• **Work instructions**: Rewrite the records below, replacing "Place a dot" with "Put a mark" wherever it occurs and keeping everything else the same. Leave the pictures out.

• **Data supplied**:
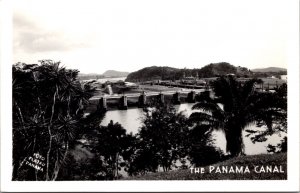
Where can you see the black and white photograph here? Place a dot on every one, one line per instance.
(150, 95)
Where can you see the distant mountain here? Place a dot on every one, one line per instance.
(168, 73)
(114, 73)
(269, 69)
(106, 74)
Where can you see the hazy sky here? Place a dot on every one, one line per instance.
(127, 35)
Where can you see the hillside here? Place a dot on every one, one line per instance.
(114, 73)
(251, 161)
(168, 73)
(269, 69)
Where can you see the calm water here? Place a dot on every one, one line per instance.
(131, 120)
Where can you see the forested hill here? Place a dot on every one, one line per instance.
(168, 73)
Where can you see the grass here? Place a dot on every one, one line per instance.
(250, 161)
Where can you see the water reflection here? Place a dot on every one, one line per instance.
(131, 120)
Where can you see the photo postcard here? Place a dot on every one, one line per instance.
(150, 95)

• **Result of the task**:
Where can you see the black and white photograph here? Put a mark on every one, one line per instance.
(150, 95)
Where can you see the distant mountain here? Put a mark on every one, one line per instance.
(168, 73)
(114, 73)
(269, 69)
(106, 74)
Where can you see the hazy sky here? Put a mark on every one, one line per instance.
(127, 35)
Where can you see the hillside here? Put a mark on every one, one line per instance.
(114, 73)
(251, 161)
(168, 73)
(269, 69)
Where can you see the calm water here? Put a mark on every one, one line per instance.
(131, 120)
Where can you see the forested hill here? Put a mark on every one, one line per instance.
(168, 73)
Where can you see the grass here? Put a mark on every one, one line per instance.
(250, 161)
Where can you see the water reflection here? Put a mark on every one, one line per instance.
(131, 120)
Where can you see the photo postcard here? Put a mark on every one, one line per instance.
(150, 95)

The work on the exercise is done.